Exercise inputs
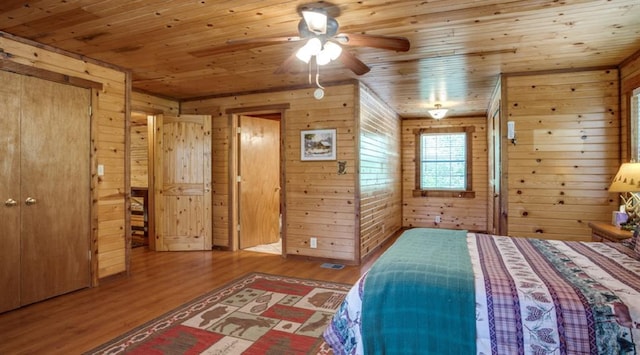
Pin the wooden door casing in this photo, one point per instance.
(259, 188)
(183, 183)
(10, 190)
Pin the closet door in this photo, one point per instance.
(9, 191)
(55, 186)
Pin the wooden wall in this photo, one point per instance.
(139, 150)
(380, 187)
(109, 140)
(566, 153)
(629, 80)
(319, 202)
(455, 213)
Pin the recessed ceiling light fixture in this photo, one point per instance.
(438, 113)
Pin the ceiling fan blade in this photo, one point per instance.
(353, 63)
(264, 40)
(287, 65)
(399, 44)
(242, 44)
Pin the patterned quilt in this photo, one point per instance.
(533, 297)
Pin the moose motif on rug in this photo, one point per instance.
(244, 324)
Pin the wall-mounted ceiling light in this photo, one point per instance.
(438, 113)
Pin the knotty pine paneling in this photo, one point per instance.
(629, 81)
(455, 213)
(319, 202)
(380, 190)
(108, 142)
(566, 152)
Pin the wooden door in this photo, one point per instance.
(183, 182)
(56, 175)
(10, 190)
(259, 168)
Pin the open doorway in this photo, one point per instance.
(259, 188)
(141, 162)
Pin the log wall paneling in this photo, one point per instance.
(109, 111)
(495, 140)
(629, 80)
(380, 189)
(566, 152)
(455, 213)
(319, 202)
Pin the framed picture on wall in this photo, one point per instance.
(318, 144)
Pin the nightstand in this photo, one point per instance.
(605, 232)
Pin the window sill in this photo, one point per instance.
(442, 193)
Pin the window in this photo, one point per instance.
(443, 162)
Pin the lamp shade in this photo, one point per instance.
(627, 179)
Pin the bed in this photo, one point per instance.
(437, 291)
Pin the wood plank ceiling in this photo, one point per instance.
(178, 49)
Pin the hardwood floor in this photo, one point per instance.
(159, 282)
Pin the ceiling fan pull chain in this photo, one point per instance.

Description of the task
Format every line of the records above as a numbered list, skipping blank lines and leaving out the pictures.

Final answer
1. Pin the wooden door casing in this photo, one point per instance.
2. (259, 188)
3. (183, 183)
4. (10, 190)
5. Pin the closet door in this photo, one point per instance.
6. (9, 191)
7. (55, 186)
8. Pin the wooden wall in this photo, one point per instance.
9. (139, 150)
10. (380, 187)
11. (109, 140)
12. (566, 153)
13. (629, 80)
14. (319, 202)
15. (455, 213)
16. Pin the recessed ceiling light fixture in this photo, one point per instance.
17. (438, 113)
18. Pin the ceiling fan blade in this photo, one point per instance.
19. (353, 63)
20. (264, 40)
21. (287, 65)
22. (399, 44)
23. (242, 44)
24. Pin the patterned quilt in this photo, one point per instance.
25. (533, 297)
26. Pin the moose motif on rug in this photo, one point per instance.
27. (244, 324)
28. Pin the wall-mounted ceiling light in this photo, one point per instance.
29. (438, 113)
30. Pin the knotty pine paneling in this photo, one point per instance.
31. (629, 81)
32. (455, 213)
33. (319, 202)
34. (380, 190)
35. (108, 142)
36. (566, 152)
37. Pin the wooden door in this photo, one point per instance.
38. (183, 182)
39. (56, 175)
40. (10, 190)
41. (259, 168)
42. Pin the open doorway in this photo, one point per instance.
43. (259, 188)
44. (141, 162)
45. Pin the log wall paneling in this photo, one point per instance.
46. (109, 111)
47. (495, 140)
48. (629, 80)
49. (380, 189)
50. (566, 152)
51. (455, 213)
52. (319, 202)
53. Pin the framed picture on wall in this photo, one point per instance.
54. (318, 144)
55. Pin the nightstand in this photo, one point per instance.
56. (605, 232)
57. Pin the window sill in this photo, one point per instance.
58. (442, 193)
59. Pin the window in this photo, one point per instance.
60. (443, 162)
61. Pin the lamp shade in this photo, one point per instance.
62. (627, 179)
63. Pin the bed in this photo, one point per instance.
64. (437, 291)
65. Pin the wood plank ceiling in this photo, one point per instance.
66. (178, 49)
67. Pin the hardwood floor in this photo, one point per instance.
68. (159, 282)
69. Pin the ceiling fan pull chain in this photo, one point per instance.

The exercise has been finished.